____ Data in this exercise
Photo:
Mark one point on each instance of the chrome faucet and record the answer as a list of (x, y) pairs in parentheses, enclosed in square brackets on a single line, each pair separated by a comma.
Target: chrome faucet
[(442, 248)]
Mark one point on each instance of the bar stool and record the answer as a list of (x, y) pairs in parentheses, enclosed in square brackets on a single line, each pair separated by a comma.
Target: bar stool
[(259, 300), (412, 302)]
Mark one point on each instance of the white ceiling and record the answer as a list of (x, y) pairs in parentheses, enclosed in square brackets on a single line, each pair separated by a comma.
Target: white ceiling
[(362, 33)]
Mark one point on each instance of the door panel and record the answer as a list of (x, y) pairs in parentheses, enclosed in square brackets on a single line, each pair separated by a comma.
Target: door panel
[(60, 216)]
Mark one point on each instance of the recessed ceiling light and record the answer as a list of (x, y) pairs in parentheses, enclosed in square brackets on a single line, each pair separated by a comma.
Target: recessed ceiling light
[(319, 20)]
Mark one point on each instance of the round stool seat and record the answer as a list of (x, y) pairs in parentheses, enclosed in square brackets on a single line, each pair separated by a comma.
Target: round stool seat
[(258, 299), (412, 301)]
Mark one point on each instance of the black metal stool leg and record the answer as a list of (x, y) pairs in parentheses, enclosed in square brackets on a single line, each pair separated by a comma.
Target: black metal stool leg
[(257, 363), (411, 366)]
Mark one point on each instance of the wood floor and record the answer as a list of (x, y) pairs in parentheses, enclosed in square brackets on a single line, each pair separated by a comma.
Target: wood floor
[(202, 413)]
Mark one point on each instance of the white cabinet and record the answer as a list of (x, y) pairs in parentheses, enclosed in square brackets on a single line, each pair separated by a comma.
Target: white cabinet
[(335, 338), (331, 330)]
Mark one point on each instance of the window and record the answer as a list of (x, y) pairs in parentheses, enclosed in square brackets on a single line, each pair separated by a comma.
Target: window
________
Render everything from the start of the records down to the line containing "[(319, 20)]" as a two-column CSV with header columns instruction and points. Give one row per instruction with its point list, put each field in quotation marks, and replace any line breaks in a field with spaces.

instruction,points
"Photo: Mark one point on each instance of the chrome faucet and record the answer as a list of (x, y) pairs in parentheses, enclosed in square brackets on a single line, each pair separated by a comma. Target: chrome faucet","[(442, 248)]"
"Mark one point on each instance of the bar stool and record the answer as a list of (x, y) pairs in parentheses, enclosed in square brackets on a single line, each pair separated by a comma. Target: bar stool","[(259, 300), (412, 302)]"
"Mark one point on each instance of the white ceiling and record the answer as a list of (x, y) pairs in parentheses, enclosed in square brackets on a single line, each pair separated by a comma. Target: white ceiling","[(362, 33)]"
"Mark one point on each instance of the door panel and record the answer as a list of (x, y) pairs in parentheses, enclosed in square brackets on a single line, each pair separated by a comma. Target: door panel","[(60, 216)]"
"Mark one point on each instance of the recessed ceiling light and record the answer as a list of (x, y) pairs in parentheses, enclosed in square brackets on a single line, each pair separated by a comma. Target: recessed ceiling light","[(319, 20)]"